* Required task: Begin at the line that contains "Find every instance of the white paper" and stop after the final line of the items. Reproduce every line in that span, requests included, and offset each number in the answer coordinates by -90.

* Excerpted records:
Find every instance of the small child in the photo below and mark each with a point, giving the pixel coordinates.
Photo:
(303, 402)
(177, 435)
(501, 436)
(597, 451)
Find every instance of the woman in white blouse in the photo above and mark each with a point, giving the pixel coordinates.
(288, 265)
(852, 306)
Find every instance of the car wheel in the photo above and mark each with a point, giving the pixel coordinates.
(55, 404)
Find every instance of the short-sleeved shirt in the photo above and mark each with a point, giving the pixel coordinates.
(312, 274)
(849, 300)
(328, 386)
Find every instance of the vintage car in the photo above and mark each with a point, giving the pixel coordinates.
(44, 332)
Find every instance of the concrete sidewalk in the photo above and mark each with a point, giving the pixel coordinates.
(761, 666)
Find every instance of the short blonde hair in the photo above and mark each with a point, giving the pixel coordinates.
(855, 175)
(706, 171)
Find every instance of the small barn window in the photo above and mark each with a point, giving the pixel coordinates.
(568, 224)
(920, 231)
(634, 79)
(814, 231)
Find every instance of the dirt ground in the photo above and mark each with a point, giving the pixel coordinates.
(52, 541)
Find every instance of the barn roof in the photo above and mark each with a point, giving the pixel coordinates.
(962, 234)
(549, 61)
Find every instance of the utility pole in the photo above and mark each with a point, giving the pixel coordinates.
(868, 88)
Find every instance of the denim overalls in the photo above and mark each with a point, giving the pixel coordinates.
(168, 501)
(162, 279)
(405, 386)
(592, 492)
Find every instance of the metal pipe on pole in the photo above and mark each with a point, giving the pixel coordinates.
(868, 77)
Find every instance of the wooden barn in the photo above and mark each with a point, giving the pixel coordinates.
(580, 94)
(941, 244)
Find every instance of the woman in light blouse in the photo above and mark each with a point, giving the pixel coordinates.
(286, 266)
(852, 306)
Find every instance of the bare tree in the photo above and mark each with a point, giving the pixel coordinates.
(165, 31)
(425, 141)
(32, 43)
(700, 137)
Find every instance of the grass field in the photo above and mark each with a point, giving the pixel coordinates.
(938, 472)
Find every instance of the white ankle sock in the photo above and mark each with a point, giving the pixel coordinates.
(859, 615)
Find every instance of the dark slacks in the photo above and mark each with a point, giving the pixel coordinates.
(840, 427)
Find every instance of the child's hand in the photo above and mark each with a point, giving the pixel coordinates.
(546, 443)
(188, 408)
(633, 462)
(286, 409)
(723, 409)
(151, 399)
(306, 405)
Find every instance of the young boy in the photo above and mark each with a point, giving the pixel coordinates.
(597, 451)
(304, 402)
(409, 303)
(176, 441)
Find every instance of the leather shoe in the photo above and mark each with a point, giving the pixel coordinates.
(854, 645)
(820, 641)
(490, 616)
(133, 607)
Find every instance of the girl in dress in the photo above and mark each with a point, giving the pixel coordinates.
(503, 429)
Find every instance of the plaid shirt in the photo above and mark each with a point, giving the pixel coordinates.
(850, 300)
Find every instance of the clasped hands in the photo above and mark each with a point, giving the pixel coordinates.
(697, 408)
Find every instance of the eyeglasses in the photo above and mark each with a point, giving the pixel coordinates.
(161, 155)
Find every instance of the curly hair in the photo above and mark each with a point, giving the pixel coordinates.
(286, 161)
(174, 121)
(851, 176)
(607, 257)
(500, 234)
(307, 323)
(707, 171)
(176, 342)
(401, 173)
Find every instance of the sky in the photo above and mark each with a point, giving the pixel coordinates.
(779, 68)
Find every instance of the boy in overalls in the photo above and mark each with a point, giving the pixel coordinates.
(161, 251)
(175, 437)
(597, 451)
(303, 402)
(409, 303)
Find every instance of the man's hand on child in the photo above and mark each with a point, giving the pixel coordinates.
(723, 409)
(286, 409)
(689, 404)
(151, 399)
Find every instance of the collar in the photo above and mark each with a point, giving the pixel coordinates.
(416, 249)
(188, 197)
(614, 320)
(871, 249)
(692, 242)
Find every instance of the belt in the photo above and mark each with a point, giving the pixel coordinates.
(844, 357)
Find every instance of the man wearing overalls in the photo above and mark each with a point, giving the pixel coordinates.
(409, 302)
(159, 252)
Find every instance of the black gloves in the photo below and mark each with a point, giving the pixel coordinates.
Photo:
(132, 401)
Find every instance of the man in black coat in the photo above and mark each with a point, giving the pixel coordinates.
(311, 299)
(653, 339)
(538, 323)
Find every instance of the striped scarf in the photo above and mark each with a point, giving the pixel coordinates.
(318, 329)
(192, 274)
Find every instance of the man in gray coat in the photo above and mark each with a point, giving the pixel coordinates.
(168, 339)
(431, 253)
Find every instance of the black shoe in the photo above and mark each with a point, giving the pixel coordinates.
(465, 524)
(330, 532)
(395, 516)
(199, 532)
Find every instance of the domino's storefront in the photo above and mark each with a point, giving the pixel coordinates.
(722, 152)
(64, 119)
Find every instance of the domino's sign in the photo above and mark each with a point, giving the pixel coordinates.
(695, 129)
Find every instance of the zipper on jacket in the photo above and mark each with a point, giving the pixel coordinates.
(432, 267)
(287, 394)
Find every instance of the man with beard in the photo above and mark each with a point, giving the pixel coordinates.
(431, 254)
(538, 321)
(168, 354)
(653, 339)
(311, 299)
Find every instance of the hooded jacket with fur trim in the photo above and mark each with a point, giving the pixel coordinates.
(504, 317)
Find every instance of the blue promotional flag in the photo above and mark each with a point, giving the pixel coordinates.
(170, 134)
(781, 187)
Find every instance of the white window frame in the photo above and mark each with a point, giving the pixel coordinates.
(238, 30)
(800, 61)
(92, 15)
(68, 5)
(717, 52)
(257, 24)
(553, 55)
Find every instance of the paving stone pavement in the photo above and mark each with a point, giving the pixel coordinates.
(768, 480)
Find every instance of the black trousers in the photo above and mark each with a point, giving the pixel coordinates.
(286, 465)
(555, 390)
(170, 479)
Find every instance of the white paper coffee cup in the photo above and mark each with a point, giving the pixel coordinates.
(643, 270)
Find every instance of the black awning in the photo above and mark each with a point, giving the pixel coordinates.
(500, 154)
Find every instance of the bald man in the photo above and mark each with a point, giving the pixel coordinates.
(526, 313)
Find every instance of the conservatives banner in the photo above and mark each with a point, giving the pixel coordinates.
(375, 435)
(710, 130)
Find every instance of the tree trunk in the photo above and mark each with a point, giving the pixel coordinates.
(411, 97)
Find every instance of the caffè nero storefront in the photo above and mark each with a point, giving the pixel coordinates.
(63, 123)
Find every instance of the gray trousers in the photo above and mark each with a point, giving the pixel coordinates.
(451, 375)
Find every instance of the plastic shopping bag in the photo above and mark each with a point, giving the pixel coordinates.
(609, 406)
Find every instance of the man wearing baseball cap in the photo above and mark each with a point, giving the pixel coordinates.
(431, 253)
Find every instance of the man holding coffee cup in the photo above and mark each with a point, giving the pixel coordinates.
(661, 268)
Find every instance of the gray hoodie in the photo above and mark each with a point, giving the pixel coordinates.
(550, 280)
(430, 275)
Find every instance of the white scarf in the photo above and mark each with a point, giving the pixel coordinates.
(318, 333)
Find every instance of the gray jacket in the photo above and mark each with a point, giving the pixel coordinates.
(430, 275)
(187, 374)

* Solution to this task:
Find every instance of the white paper coffee cup in the photo above and mark each with a point, giving the pixel coordinates.
(553, 180)
Find every instance of the black awning in the photo above and mark each with a point, giving the pixel coordinates.
(410, 64)
Find every instance of the bald man in the photo above and mark each with a point, giving the pixel coordinates.
(436, 223)
Find every instance of the conservatives banner in the photo above and mark each with a point, giving the pixel coordinates.
(285, 345)
(620, 40)
Find every instance of the tree trunk in the photo above and mark each with a point, giving the pixel coordinates.
(321, 7)
Find every instance of the caffè nero storefront in the photo above and mark each with a point, giving the pixel coordinates.
(-27, 33)
Find every instance of the gray trousers in the photo above and mark each with a point, giving the pixel coordinates.
(361, 285)
Find every instance of the plastic shopping bag in the photo above and mark each with a point, giving the pixel coordinates.
(519, 316)
Find every instance of the man wearing baseball cap in the photo above and mark each with a point, giving the pixel coordinates.
(341, 163)
Find every instance of the man holding coffee cup in the photo above and mark each with a point, giving the pixel coordinates.
(571, 178)
Find every instance of the gray hoodie in the photo above and mark each with a point, giving the pixel coordinates.
(460, 190)
(340, 185)
Find every instance of the white scarf in the photo above and mark each with a point, giving the pixel coordinates.
(228, 243)
Find every instance of the gray jacket in the photo above and mark each with a point, giving the pixel coordinates.
(340, 185)
(97, 284)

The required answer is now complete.